◆ **PROBLEMS TO WORK ON**:
**a)** Translate this sentence from the Belle Isle drainage text into Spanish: "As park enterprises are ordinarily managed, the cost would not be formidable."
**b)** In the Belle Isle drainage text, reproduce the part starting with "[88Boating is likely" and going on through "park of Stockholm.", substituting "leisure" for "recreation".

◆ **SUPPLIED PASSAGE**:
■ ■ ■ ■ ■ ■ ■
It would be a much simpler process to drain Belle Isle equally well. The advantage to be gained by it, and not otherwise to be gained, would be practically an addition of probably three months to the season in which the park would be an attractive and wholesome place of general resort; a more thrifty growth of trees; and a simplification and cheapening of various maintenance operations.
As park enterprises are ordinarily managed, the cost would not be formidable. It would not, for example, necessarily be a quarter the cost per acre that was incurred in the drainage of the Central Park.
It must be assumed in a plan that the park will finally be so drained. But this thorough system is not at once essential to a proper and wholesome use of the park; and it would be such a great and permanent misfortune to allow customs of using it in a bad way to be more firmly established through lack of suitable provisions for immediate public use, that I shall assume that all the money the Council will be willing to appropriate can for a few years be better used in other operations.
With reference principally to immediately indispensable superficial drainage, but also to other advantages, channels should be opened by means of which currents would flow through the several deeper pools in which water now stands permanently, stagnating in summer, and the bottoms of which are too low for drying by surface-drains. These channels, or rigolettes, should be so laid out as to serve as outlets for the minor surface-drains for which there would otherwise be insufficient fall.
[88Boating is likely to be a more generally popular means of recreation at Belle Isle Park than at any other nearer than the island park of Stockholm.
Persons unaccustomed to boats, timid people, invalids, and children, would find boating upon these proposed shallow and sheltered park-waters very enjoyable. Forty licensed boats are found, at times, insufficient to meet the demand for a similar diversion on the still waters of Buffalo Park. Close alongside the open lake in Chicago there is a little sheltered park-pool, the boating of which yielded over eight thousand dollars of profit last summer; by so much diminishing the tax for park maintenance. The proposed rigolettes of Belle Isle might, in a few years, be made incomparably more attractive. They would be highways of pleasure, in which boats would be used instead of carriages.
■ ■ ■ ■ ■ ■ ■
[Extracted data entries]
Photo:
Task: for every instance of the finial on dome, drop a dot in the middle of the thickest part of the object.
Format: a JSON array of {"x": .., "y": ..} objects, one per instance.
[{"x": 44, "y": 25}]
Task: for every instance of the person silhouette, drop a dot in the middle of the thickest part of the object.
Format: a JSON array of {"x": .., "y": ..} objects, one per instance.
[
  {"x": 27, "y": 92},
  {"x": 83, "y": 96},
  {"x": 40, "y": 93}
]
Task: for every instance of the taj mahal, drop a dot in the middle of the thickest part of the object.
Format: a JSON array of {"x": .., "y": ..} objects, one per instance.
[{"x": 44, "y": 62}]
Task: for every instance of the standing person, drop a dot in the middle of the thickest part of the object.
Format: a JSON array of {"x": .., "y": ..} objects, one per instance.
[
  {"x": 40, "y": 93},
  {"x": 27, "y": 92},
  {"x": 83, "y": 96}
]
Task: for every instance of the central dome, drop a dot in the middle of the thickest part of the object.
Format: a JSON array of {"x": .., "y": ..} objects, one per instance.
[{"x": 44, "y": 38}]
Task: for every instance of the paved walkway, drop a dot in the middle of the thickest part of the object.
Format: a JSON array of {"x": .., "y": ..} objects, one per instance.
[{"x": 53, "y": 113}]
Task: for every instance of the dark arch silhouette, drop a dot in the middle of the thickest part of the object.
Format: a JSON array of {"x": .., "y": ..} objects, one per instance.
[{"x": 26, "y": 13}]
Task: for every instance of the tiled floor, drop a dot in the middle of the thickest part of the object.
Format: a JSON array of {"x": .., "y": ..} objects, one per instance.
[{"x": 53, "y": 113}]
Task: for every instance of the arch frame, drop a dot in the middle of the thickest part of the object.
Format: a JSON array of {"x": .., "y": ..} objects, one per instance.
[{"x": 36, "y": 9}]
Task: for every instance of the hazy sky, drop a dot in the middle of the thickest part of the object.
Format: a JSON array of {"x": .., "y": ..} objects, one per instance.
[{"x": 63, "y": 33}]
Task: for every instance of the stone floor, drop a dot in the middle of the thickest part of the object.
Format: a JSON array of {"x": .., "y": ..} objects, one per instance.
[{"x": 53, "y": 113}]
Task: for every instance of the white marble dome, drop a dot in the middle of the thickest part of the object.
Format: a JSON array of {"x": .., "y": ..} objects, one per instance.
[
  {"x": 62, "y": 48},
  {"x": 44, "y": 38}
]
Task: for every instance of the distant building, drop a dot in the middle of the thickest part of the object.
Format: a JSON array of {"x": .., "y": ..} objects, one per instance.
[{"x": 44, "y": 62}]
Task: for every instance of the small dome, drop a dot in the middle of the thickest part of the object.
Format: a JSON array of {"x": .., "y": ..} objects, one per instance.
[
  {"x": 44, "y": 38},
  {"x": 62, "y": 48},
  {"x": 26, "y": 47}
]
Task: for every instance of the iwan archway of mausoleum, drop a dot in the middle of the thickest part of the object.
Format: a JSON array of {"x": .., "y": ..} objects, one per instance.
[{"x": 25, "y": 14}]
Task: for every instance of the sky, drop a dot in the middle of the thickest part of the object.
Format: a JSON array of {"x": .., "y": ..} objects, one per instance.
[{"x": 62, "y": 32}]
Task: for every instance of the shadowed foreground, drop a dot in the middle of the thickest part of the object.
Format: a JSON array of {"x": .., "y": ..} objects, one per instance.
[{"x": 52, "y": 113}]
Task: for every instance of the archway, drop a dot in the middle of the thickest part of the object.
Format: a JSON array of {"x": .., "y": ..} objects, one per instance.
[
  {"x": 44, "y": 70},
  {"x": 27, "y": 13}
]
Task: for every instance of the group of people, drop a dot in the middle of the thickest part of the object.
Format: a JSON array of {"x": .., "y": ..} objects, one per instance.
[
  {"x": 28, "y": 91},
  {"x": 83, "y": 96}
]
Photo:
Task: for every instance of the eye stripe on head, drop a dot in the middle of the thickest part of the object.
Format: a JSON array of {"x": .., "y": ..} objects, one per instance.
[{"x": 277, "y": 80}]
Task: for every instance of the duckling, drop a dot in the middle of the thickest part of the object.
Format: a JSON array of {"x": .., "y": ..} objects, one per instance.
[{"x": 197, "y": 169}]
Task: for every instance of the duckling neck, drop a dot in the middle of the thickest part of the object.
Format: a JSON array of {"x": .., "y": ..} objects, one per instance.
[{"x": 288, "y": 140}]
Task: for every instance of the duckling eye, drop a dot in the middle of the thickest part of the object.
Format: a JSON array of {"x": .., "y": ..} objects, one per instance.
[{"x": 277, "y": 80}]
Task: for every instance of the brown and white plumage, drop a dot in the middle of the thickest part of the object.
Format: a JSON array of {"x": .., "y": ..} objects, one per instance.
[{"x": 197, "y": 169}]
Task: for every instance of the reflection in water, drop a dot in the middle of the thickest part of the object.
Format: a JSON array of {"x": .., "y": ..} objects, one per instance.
■ ■ ■ ■ ■ ■ ■
◆ **ANSWERS GIVEN**:
**a)** Tal como se gestionan habitualmente los proyectos de parques, el costo no sería excesivo.

**b)**
[88Boating is likely to be a more generally popular means of leisure at Belle Isle Park than at any other nearer than the island park of Stockholm.